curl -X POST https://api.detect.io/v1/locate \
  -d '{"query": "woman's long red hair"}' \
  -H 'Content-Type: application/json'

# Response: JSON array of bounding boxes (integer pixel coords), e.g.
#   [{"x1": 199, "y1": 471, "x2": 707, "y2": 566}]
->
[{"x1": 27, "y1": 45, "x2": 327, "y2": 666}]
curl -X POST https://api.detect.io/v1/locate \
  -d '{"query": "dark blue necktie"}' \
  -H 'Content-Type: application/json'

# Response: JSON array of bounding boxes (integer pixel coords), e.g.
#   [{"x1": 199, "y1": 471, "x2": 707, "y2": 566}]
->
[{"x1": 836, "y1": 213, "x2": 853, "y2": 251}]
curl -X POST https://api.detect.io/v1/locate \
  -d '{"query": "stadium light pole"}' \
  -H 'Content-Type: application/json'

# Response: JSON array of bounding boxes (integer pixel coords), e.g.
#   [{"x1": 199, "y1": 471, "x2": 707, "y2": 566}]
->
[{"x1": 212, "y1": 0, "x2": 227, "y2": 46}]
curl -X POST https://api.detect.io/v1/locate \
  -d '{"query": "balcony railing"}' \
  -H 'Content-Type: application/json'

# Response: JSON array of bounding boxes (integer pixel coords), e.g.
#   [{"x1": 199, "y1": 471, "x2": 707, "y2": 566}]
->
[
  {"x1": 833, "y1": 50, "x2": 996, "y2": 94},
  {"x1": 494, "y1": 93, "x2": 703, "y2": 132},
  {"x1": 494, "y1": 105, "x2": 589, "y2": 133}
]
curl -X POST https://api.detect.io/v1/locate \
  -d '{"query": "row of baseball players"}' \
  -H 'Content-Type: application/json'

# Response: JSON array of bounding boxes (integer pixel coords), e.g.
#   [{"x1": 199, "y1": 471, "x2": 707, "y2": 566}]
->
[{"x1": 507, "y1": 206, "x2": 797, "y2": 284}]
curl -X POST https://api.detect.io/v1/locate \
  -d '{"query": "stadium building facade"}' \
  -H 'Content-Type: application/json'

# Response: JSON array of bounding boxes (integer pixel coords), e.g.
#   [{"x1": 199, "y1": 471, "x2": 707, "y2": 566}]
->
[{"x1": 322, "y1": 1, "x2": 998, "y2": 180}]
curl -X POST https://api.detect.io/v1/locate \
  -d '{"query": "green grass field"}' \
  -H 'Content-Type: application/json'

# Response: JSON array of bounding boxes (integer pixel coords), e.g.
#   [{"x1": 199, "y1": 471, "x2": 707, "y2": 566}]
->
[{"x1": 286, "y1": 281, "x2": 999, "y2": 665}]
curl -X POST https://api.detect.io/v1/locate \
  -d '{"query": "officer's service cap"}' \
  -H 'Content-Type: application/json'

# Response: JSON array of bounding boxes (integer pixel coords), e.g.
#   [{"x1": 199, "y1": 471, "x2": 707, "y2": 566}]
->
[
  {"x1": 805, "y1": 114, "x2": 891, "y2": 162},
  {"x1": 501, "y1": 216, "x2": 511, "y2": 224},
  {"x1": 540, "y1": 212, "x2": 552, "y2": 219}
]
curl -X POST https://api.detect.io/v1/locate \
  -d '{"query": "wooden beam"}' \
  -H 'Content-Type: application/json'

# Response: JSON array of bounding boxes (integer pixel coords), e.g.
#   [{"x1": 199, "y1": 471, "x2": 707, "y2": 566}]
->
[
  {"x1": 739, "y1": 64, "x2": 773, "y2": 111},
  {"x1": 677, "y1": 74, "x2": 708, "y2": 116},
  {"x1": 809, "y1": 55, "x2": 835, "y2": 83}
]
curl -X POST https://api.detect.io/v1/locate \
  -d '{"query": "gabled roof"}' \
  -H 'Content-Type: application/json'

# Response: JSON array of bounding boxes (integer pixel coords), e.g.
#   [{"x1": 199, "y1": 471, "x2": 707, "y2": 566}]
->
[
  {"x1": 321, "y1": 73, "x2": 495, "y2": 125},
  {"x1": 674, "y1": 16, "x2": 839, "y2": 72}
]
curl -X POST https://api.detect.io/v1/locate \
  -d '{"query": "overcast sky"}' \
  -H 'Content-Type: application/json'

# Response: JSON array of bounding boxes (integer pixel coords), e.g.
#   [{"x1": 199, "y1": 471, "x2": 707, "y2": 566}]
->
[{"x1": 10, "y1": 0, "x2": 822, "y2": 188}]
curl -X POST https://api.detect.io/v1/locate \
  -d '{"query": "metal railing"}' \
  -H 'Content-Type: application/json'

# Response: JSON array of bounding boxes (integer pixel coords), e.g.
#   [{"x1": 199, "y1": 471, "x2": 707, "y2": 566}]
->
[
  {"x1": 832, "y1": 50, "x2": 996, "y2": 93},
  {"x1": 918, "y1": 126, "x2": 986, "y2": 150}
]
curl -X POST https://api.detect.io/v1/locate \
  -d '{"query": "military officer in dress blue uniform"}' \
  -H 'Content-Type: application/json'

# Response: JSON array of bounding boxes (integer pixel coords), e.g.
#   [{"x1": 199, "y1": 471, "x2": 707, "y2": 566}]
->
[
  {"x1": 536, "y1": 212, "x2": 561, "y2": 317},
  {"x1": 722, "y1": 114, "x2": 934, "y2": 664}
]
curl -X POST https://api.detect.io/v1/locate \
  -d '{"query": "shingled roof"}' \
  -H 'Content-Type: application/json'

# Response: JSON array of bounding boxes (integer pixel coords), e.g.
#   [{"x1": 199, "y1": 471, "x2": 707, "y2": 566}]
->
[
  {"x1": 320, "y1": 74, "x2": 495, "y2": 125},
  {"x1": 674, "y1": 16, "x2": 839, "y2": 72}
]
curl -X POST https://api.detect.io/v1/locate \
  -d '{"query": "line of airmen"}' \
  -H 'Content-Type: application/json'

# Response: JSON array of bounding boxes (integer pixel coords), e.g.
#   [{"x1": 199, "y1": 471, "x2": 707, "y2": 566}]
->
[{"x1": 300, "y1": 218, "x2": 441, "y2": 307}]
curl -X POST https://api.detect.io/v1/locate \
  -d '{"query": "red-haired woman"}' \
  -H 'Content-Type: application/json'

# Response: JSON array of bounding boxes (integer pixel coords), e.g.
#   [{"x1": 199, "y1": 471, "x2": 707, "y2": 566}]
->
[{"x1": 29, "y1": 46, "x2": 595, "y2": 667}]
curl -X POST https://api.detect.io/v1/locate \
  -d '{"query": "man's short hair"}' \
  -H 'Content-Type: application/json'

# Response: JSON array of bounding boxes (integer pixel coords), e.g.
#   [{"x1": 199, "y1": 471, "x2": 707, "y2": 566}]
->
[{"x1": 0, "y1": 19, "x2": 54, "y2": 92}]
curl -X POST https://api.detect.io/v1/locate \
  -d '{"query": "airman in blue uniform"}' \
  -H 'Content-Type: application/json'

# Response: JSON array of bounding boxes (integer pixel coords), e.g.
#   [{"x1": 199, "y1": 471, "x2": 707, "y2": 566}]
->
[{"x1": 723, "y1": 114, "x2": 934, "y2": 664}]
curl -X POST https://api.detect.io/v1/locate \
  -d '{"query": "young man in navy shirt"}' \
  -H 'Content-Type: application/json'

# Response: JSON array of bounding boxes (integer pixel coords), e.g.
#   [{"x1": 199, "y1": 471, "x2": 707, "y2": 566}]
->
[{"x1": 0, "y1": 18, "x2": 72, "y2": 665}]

..........

# Problem description
Send back all of the entries exactly, with nothing missing.

# Problem solution
curl -X POST https://api.detect.io/v1/locate \
  -d '{"query": "woman's long red hair"}' \
  -H 'Content-Type: application/json'

# Response: JSON array of bounding boxes (integer pixel coords), e.g.
#   [{"x1": 199, "y1": 471, "x2": 707, "y2": 566}]
->
[{"x1": 27, "y1": 45, "x2": 327, "y2": 666}]
curl -X POST https://api.detect.io/v1/locate \
  -d '{"query": "dark blue necktie"}' \
  -H 'Content-Type: application/json'

# Response: JSON array of bounding boxes (integer pixel coords), e.g.
#   [{"x1": 199, "y1": 471, "x2": 707, "y2": 566}]
->
[{"x1": 836, "y1": 213, "x2": 853, "y2": 251}]
curl -X POST https://api.detect.io/v1/locate \
  -d '{"query": "stadium light pole"}' \
  -H 'Content-Type: application/json'

# Response: JSON array of bounding boxes (integer pixel coords), e.g.
#   [{"x1": 199, "y1": 471, "x2": 707, "y2": 566}]
->
[{"x1": 212, "y1": 0, "x2": 227, "y2": 46}]
curl -X POST https://api.detect.io/v1/locate \
  -d '{"query": "balcony railing"}' \
  -H 'Content-Type: application/json'

# Response: JSON array of bounding boxes (integer pixel coords), e.g.
#   [{"x1": 199, "y1": 471, "x2": 707, "y2": 566}]
->
[
  {"x1": 833, "y1": 50, "x2": 996, "y2": 94},
  {"x1": 494, "y1": 93, "x2": 703, "y2": 132},
  {"x1": 494, "y1": 105, "x2": 589, "y2": 133}
]
curl -X POST https://api.detect.io/v1/locate \
  -d '{"query": "row of baseball players"}' \
  -H 'Content-Type: application/json'

# Response: JSON array of bounding boxes (integer pixel coords), e.g.
#   [{"x1": 199, "y1": 471, "x2": 707, "y2": 566}]
->
[{"x1": 507, "y1": 206, "x2": 797, "y2": 284}]
curl -X POST https://api.detect.io/v1/locate \
  -d '{"query": "stadium building facade"}' \
  -H 'Content-Type: application/json'

# Response: JSON array of bounding boxes (integer pixel coords), e.g.
#   [{"x1": 199, "y1": 471, "x2": 707, "y2": 566}]
->
[{"x1": 322, "y1": 1, "x2": 998, "y2": 180}]
curl -X POST https://api.detect.io/v1/locate \
  -d '{"query": "green grass field"}' \
  -H 'Content-Type: application/json'

# Response: JSON array of bounding boxes (integer pixel coords), e.g.
#   [{"x1": 199, "y1": 471, "x2": 707, "y2": 566}]
->
[{"x1": 286, "y1": 281, "x2": 999, "y2": 665}]
curl -X POST https://api.detect.io/v1/locate \
  -d '{"query": "officer's service cap"}' \
  -H 'Content-Type: application/json'

# Response: JSON array of bounding boxes (integer pixel coords), e.g.
#   [{"x1": 199, "y1": 471, "x2": 707, "y2": 566}]
->
[
  {"x1": 805, "y1": 114, "x2": 891, "y2": 162},
  {"x1": 501, "y1": 216, "x2": 511, "y2": 224},
  {"x1": 540, "y1": 212, "x2": 552, "y2": 219}
]
curl -X POST https://api.detect.io/v1/locate \
  -d '{"query": "wooden beam"}' \
  -H 'Content-Type: application/json'

# Response: JSON array of bounding boxes (integer pixel coords), e.g.
#   [{"x1": 199, "y1": 471, "x2": 707, "y2": 566}]
->
[
  {"x1": 739, "y1": 64, "x2": 773, "y2": 111},
  {"x1": 677, "y1": 74, "x2": 708, "y2": 116},
  {"x1": 809, "y1": 55, "x2": 835, "y2": 83}
]
curl -X POST https://api.detect.io/v1/locate \
  -d '{"query": "gabled roof"}' \
  -H 'Content-Type: application/json'

# Response: JSON array of bounding boxes (integer pixel coords), e.g.
#   [{"x1": 199, "y1": 471, "x2": 707, "y2": 566}]
->
[
  {"x1": 321, "y1": 73, "x2": 495, "y2": 125},
  {"x1": 674, "y1": 16, "x2": 839, "y2": 72}
]
curl -X POST https://api.detect.io/v1/locate \
  -d '{"query": "overcast sky"}' \
  -H 'Content-Type: application/json'

# Response: JSON array of bounding boxes (integer pixel coords), e.g.
#   [{"x1": 199, "y1": 471, "x2": 707, "y2": 566}]
->
[{"x1": 10, "y1": 0, "x2": 822, "y2": 188}]
curl -X POST https://api.detect.io/v1/locate \
  -d '{"query": "metal railing"}' \
  -H 'Content-Type: application/json'

# Response: JSON array of bounding boxes (integer pixel coords), e.g.
#   [{"x1": 199, "y1": 471, "x2": 707, "y2": 566}]
->
[
  {"x1": 832, "y1": 50, "x2": 996, "y2": 93},
  {"x1": 918, "y1": 126, "x2": 986, "y2": 150}
]
curl -X POST https://api.detect.io/v1/locate \
  -d '{"query": "military officer in dress blue uniform"}' \
  -H 'Content-Type: application/json'

# Response: JSON array of bounding boxes (integer pixel coords), e.g.
#   [{"x1": 199, "y1": 471, "x2": 707, "y2": 566}]
->
[
  {"x1": 536, "y1": 212, "x2": 561, "y2": 317},
  {"x1": 722, "y1": 114, "x2": 934, "y2": 664}
]
curl -X POST https://api.detect.io/v1/locate \
  -d '{"query": "shingled roof"}' \
  -H 'Content-Type: application/json'

# Response: JSON array of bounding boxes (integer pixel coords), e.g.
#   [{"x1": 199, "y1": 471, "x2": 707, "y2": 566}]
->
[
  {"x1": 320, "y1": 74, "x2": 495, "y2": 125},
  {"x1": 674, "y1": 16, "x2": 839, "y2": 72}
]
curl -X POST https://api.detect.io/v1/locate \
  -d '{"query": "line of airmen"}' \
  -H 'Content-Type: application/json'

# Response: JSON array of bounding boxes (integer pixel coords), e.g.
#   [{"x1": 199, "y1": 471, "x2": 707, "y2": 566}]
->
[{"x1": 300, "y1": 218, "x2": 441, "y2": 307}]
curl -X POST https://api.detect.io/v1/locate \
  -d '{"query": "red-haired woman"}' \
  -H 'Content-Type: application/json'

# Response: JSON array of bounding boxes (integer pixel coords), e.g.
#   [{"x1": 199, "y1": 471, "x2": 707, "y2": 566}]
->
[{"x1": 29, "y1": 46, "x2": 595, "y2": 667}]
curl -X POST https://api.detect.io/v1/locate \
  -d '{"query": "man's short hair"}' \
  -H 'Content-Type: application/json'

# Response: JSON array of bounding boxes (integer pixel coords), e.g.
#   [{"x1": 199, "y1": 471, "x2": 707, "y2": 566}]
->
[{"x1": 0, "y1": 19, "x2": 54, "y2": 92}]
curl -X POST https://api.detect.io/v1/locate \
  -d '{"query": "airman in blue uniform"}' \
  -H 'Content-Type: application/json'

# Response: JSON array of bounding boxes (integer pixel coords), e.g.
#   [{"x1": 199, "y1": 471, "x2": 707, "y2": 566}]
->
[{"x1": 723, "y1": 114, "x2": 934, "y2": 664}]
curl -X POST https://api.detect.io/v1/locate \
  -d '{"query": "young man in navy shirt"}' \
  -H 'Content-Type: application/json'

# Response: JSON array of bounding boxes (integer pixel coords), e.g.
#   [{"x1": 199, "y1": 471, "x2": 707, "y2": 566}]
->
[{"x1": 0, "y1": 18, "x2": 72, "y2": 665}]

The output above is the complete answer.